== TEXTE CHOISI
Lorsque paraît Tristram Shandy, Defoe, Richardson et Fielding avaient imposé au roman anglais forme, thèmes, structure et personnages. On savait conduire un récit, nouer une intrigue, régler les rapports des personnages entre eux, donner à la fiction couleur de réalité, et, au sein d'un univers romanesque bien ordonné, établir quelques solides principes devant régler la conduite des hommes.

Voici que Tristram Shandy surgit pour semer la confusion. Il n'y a pas une histoire, mais des histoires dont on n'entrevoit jamais la fin ; il n'y a pas de conflits, ni passionnels, ni d'intérêt, entre les personnages, qui parlent de tout et de rien sans jamais se comprendre, semble-t-il ; le narrateur (Tristram) prétend raconter sa vie, mais il s'attarde sur son existence prénatale (si l'on peut dire), et quatre volumes s'écoulent avant qu'il ne vienne au monde. Il promet de nous faire part de ses « opinions » ( ?), mais il nous faut accepter aussi celles des autres membres de sa famille, du père Shandy, en particulier, qui retiennent l'attention bien plus longtemps que les siennes propres. Pourtant, ce narrateur a quarante ans passés, et, à ce rythme, ce qui lui reste de vie ne suffirait pas à raconter son « histoire » – mais quelle histoire ? Il faut connaître, avant la sienne, celle de son père Walter, celle aussi de son oncle Toby, dont un épisode retient particulièrement son attention : celui de la blessure à l'aîne qu'il reçut au siège de Namur, dont la centralité fut déterminante et les conséquences incalculables. La chronologie des faits est aussi capricieuse que le déroulement des incidents, l'un et l'autre rebelles à la prédétermination logique, et, pourtant, elle peut se reconstruire par un effort de la mémoire et de la raison raisonnante qui finissent par découvrir une structuration dans ce qui est, à l'évidence du premier regard, la culmination du désordre et la perversité du paradoxe.
====
_CONSIGNE:_
Les affirmations suivantes concordent-elles avec le texte sur Tristram Shandy ? Répondez à chacune par oui ou par non et citez mot pour mot les termes du texte qui tranchent. 1. Le narrateur vient au monde dès le premier volume. 2. L'oncle Toby a été blessé au siège de Namur. 3. Le narrateur a plus de quarante ans.
== DONNÉES SAISIES
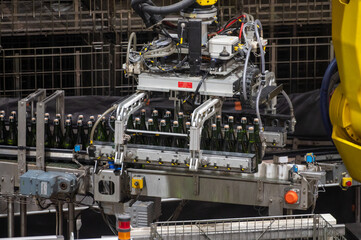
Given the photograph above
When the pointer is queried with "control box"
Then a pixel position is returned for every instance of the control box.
(47, 184)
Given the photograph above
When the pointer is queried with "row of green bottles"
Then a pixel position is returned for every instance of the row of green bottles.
(229, 141)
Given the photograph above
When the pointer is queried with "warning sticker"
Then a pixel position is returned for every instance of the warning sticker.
(185, 84)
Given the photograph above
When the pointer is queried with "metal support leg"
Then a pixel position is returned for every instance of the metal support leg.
(10, 217)
(357, 204)
(71, 216)
(23, 217)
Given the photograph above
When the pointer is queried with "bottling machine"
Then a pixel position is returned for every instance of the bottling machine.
(198, 65)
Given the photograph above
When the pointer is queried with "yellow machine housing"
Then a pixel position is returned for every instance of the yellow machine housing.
(345, 105)
(206, 2)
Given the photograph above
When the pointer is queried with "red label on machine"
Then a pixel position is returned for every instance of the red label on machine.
(185, 84)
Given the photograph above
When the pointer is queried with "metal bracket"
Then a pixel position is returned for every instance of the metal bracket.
(38, 96)
(7, 183)
(40, 135)
(124, 110)
(260, 192)
(200, 115)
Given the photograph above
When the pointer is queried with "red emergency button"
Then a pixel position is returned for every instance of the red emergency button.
(291, 197)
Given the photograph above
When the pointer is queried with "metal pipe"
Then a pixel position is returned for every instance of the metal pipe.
(159, 133)
(60, 217)
(71, 216)
(46, 211)
(10, 217)
(23, 218)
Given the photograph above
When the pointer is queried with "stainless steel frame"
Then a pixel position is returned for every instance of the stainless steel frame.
(37, 96)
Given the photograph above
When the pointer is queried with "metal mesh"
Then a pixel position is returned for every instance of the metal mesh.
(299, 64)
(32, 17)
(79, 70)
(280, 227)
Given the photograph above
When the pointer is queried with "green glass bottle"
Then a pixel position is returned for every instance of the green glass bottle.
(80, 138)
(244, 129)
(58, 116)
(219, 131)
(188, 129)
(130, 122)
(12, 139)
(28, 134)
(181, 122)
(252, 147)
(3, 131)
(175, 140)
(181, 141)
(14, 115)
(81, 117)
(57, 141)
(163, 141)
(168, 124)
(155, 117)
(241, 144)
(92, 119)
(214, 140)
(89, 128)
(257, 138)
(139, 136)
(100, 132)
(205, 136)
(228, 143)
(152, 139)
(47, 132)
(69, 117)
(168, 120)
(68, 142)
(231, 127)
(32, 142)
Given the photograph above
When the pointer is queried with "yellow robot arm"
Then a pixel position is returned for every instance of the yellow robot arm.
(345, 105)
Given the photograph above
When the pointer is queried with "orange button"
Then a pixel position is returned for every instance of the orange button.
(291, 197)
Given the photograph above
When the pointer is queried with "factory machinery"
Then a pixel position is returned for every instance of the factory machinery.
(198, 65)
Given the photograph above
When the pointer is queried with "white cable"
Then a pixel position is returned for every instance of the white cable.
(263, 64)
(257, 108)
(245, 73)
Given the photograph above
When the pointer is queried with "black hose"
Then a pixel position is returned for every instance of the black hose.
(324, 96)
(149, 8)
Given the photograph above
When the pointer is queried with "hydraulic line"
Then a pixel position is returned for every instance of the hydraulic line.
(98, 121)
(257, 24)
(324, 96)
(245, 73)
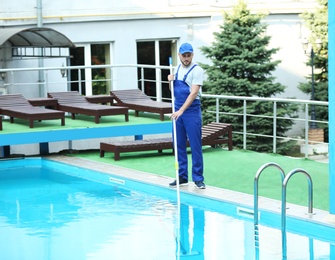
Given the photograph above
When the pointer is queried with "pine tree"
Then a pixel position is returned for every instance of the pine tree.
(242, 66)
(317, 23)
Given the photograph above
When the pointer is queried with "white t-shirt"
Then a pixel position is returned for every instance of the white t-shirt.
(195, 77)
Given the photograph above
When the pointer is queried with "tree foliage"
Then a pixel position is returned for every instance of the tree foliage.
(317, 23)
(241, 65)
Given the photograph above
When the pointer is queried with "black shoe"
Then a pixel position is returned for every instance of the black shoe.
(182, 182)
(200, 184)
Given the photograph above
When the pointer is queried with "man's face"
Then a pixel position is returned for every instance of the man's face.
(186, 58)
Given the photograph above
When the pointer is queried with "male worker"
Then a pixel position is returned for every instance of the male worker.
(187, 83)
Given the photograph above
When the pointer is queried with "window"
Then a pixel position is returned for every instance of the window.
(154, 53)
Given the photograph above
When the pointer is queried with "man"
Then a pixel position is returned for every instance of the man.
(187, 83)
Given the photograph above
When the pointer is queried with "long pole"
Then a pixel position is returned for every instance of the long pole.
(313, 123)
(176, 164)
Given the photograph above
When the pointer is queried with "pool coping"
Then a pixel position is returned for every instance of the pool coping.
(241, 199)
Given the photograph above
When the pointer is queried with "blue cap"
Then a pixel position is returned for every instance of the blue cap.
(185, 47)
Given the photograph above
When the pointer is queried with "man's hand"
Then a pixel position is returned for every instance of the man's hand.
(170, 77)
(177, 114)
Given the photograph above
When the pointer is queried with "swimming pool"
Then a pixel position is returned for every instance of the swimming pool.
(51, 210)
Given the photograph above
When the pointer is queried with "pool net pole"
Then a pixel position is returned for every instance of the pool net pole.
(176, 164)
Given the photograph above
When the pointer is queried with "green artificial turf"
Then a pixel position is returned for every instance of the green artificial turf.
(235, 170)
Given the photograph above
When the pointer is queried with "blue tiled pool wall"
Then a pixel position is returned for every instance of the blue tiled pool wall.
(310, 229)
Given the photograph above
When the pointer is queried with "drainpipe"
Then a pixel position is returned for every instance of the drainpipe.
(41, 81)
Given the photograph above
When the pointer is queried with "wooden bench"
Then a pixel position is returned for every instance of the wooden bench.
(136, 100)
(212, 134)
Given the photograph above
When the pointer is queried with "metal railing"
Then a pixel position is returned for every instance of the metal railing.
(9, 77)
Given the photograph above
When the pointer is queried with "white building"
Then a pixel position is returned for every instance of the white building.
(121, 34)
(142, 32)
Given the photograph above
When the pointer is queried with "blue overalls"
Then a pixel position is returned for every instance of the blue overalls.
(188, 125)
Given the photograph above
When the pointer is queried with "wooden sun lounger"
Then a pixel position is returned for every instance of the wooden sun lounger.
(212, 134)
(136, 100)
(74, 103)
(16, 106)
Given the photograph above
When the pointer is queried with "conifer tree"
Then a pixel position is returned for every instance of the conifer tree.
(242, 66)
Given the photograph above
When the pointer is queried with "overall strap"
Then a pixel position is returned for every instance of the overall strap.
(184, 79)
(186, 73)
(177, 72)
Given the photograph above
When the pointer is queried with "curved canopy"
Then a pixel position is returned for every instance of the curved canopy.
(34, 37)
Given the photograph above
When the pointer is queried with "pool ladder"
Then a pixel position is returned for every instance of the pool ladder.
(284, 180)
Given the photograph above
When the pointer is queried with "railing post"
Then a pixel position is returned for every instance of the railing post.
(244, 124)
(142, 79)
(217, 110)
(274, 127)
(306, 130)
(79, 81)
(158, 85)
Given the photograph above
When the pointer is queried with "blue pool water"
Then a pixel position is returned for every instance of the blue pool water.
(50, 210)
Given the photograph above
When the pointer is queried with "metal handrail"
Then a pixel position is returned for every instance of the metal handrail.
(305, 118)
(256, 217)
(283, 207)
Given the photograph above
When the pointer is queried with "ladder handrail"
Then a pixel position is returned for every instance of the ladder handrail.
(283, 207)
(260, 170)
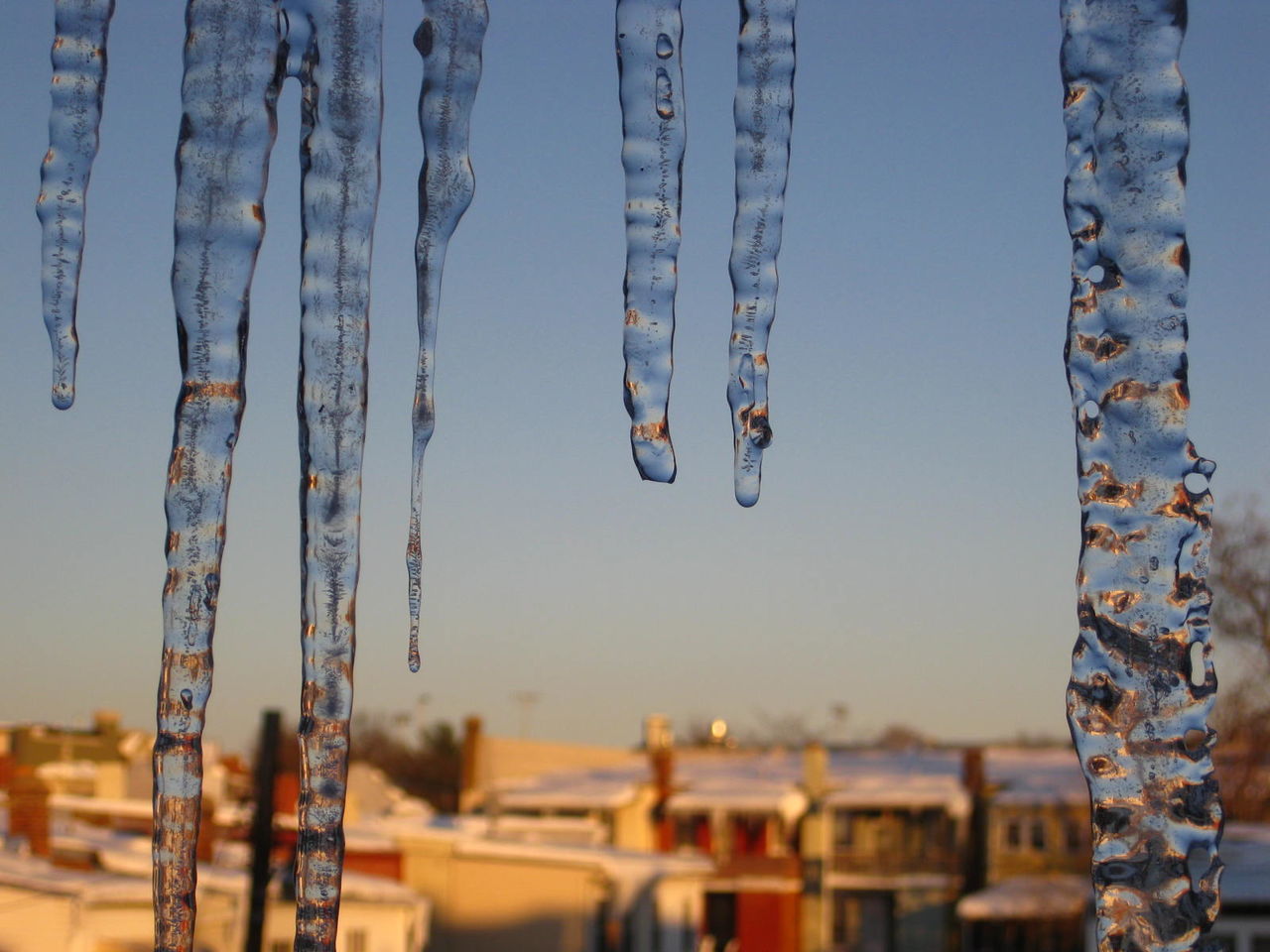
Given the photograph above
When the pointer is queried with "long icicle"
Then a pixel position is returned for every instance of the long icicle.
(77, 90)
(763, 113)
(1142, 684)
(449, 42)
(341, 111)
(651, 80)
(229, 95)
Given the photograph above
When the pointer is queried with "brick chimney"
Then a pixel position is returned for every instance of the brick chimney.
(468, 774)
(816, 771)
(659, 747)
(28, 810)
(975, 779)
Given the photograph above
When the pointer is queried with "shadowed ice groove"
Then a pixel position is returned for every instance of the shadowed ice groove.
(341, 107)
(1137, 707)
(226, 131)
(77, 89)
(449, 42)
(651, 75)
(763, 112)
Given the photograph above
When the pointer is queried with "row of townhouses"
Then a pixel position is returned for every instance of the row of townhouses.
(572, 848)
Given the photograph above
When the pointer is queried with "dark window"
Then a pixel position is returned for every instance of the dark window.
(862, 921)
(693, 832)
(1038, 841)
(749, 835)
(1075, 837)
(721, 918)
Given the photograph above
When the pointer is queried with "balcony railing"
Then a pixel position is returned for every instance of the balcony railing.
(783, 866)
(897, 862)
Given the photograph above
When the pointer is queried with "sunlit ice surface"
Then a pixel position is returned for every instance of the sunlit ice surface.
(236, 56)
(763, 114)
(651, 77)
(79, 60)
(1142, 680)
(449, 42)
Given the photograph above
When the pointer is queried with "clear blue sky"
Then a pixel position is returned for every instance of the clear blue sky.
(915, 547)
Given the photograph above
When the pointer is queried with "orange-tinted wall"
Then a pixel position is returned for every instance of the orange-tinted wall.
(767, 921)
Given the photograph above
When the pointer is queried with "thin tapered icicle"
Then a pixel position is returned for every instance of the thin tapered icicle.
(763, 113)
(651, 77)
(77, 89)
(1142, 684)
(226, 131)
(449, 42)
(341, 114)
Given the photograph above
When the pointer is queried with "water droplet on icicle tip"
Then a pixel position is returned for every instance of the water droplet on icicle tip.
(413, 653)
(451, 75)
(223, 122)
(665, 95)
(73, 119)
(653, 140)
(763, 112)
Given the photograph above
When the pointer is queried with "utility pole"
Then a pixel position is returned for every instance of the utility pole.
(262, 826)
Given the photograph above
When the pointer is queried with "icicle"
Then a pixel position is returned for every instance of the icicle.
(651, 72)
(449, 42)
(1142, 683)
(226, 131)
(341, 116)
(763, 112)
(77, 89)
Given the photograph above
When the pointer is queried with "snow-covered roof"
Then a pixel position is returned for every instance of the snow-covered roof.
(1053, 896)
(1246, 852)
(788, 802)
(588, 789)
(1035, 775)
(39, 875)
(903, 791)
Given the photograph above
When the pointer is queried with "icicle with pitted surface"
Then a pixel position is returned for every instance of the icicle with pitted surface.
(1142, 683)
(229, 94)
(341, 107)
(651, 77)
(449, 42)
(763, 114)
(77, 89)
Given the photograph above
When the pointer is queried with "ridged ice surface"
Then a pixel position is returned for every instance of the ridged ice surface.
(763, 113)
(226, 132)
(341, 116)
(449, 42)
(1142, 683)
(77, 89)
(229, 96)
(651, 76)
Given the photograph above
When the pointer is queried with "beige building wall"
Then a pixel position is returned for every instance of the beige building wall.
(32, 920)
(493, 904)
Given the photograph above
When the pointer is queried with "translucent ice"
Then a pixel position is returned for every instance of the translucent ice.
(763, 112)
(77, 87)
(651, 75)
(341, 111)
(226, 132)
(1135, 706)
(232, 59)
(449, 42)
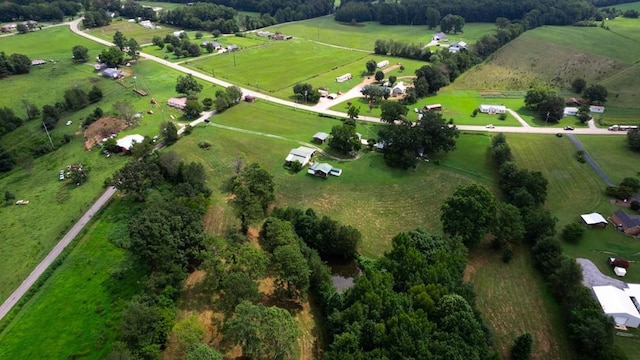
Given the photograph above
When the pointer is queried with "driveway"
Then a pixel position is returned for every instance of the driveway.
(591, 276)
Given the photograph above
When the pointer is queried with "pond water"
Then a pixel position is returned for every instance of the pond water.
(343, 273)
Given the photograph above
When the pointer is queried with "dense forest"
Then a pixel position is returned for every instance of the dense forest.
(414, 12)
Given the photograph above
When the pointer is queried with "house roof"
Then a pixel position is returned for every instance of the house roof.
(617, 301)
(128, 141)
(321, 136)
(629, 221)
(593, 218)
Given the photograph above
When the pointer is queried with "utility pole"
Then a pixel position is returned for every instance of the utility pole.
(49, 136)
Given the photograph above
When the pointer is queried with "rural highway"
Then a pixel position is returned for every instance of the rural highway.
(10, 302)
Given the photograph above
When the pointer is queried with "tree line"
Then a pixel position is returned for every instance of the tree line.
(13, 10)
(421, 12)
(589, 329)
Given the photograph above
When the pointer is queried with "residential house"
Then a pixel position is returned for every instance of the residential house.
(594, 220)
(457, 46)
(627, 223)
(301, 154)
(178, 103)
(127, 142)
(320, 137)
(493, 109)
(439, 36)
(620, 304)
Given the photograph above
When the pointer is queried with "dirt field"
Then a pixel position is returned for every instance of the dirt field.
(102, 128)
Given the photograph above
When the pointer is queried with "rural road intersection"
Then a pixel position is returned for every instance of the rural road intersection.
(11, 301)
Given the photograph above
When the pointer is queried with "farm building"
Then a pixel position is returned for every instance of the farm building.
(8, 27)
(111, 73)
(594, 220)
(216, 46)
(457, 46)
(493, 109)
(128, 141)
(343, 78)
(302, 154)
(439, 36)
(320, 137)
(629, 224)
(178, 103)
(620, 304)
(570, 111)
====
_CORRIGÉ:_
1. Non : « quatre volumes s'écoulent avant qu'il ne vienne au monde »
2. Oui : « celui de la blessure à l'aîne qu'il reçut au siège de Namur »
3. Oui : « ce narrateur a quarante ans passés »